======== Data rows ========
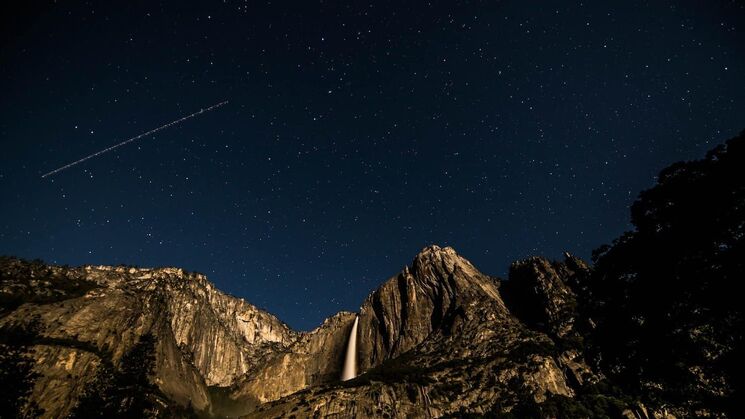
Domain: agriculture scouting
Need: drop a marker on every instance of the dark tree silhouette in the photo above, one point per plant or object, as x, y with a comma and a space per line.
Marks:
665, 297
124, 392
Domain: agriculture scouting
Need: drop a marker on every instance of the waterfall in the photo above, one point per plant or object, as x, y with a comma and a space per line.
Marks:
350, 361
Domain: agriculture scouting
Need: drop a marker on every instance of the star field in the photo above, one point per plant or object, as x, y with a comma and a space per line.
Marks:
355, 135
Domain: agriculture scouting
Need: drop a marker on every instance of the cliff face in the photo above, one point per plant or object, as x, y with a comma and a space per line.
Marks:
436, 339
204, 337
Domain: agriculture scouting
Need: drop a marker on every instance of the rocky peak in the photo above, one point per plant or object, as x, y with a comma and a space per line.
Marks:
426, 297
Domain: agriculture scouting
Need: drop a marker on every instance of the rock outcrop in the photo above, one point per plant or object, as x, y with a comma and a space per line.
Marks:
435, 340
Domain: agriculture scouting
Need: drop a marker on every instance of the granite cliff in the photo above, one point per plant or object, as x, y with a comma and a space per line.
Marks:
436, 339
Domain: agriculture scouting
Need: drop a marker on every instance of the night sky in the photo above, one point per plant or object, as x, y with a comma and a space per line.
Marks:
356, 133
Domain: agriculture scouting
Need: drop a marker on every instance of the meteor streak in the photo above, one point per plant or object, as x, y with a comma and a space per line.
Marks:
145, 134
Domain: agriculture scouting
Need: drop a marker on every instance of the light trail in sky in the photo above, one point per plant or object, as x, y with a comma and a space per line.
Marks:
144, 134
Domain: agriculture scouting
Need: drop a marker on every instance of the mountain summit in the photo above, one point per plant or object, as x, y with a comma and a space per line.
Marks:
435, 339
========
*What the exercise asks*.
Skip the pictures and print each record exactly as it stands.

*The answer*.
Domain: agriculture scouting
Need: drop a marker on every instance of the dark tree silhouette in the photo above, one point per plant or object, as x, y with a comma and a space per line.
Marks:
665, 297
124, 392
Domain: agriculture scouting
Need: drop a marker on every instance of the waterfall in the photo above, one point per plant or object, as x, y with a comma and a space per line.
Marks:
350, 361
Domain: agriculture scouting
Need: drop a marker on every instance of the star field in the photo above, one point per plant or object, as x, y with a comma and a space per line.
Marks:
355, 135
Domain: agriculture scouting
Need: drop a marker on every instance of the cliff face in the photo above, one point per plant or object, as x, y with a comma and a space per line.
Marks:
436, 339
204, 337
Domain: agriculture scouting
Need: drop a marker on every instance of the rocky peak in the photo above, one point per plant or object, as x, y with a comma and a space per line.
Marks:
426, 297
Domain: agriculture scouting
Need: drop a marker on every instance of the rock outcrop in the photo above, one point per plant or object, as x, y with a comma and a space per line.
Marks:
435, 340
Domain: agriculture scouting
Need: drop a marker on every instance of the granite cliff in the photo above, one point per plant or object, as x, y with a comma and a space per line.
Marks:
436, 339
Domain: agriculture scouting
Need: drop a marker on every instance of the night sky in the photo above, one point per plant or object, as x, y with a comma and a space per line.
Marks:
356, 133
Domain: agriculture scouting
Need: drop a marker on every instance of the meteor streak in the photo above, one point per plant or object, as x, y with a comma and a space per line.
Marks:
145, 134
Domain: agriculture scouting
Need: drop a marker on every instance of the light trail in sky in the photo above, one point per plant or object, as x, y with a comma and a space per line.
Marks:
144, 134
Domain: agriculture scouting
Need: drop a marker on every instance of the mountain summit in the photo above, one point per plant or object, as x, y with a comma and a space per line.
Marks:
435, 339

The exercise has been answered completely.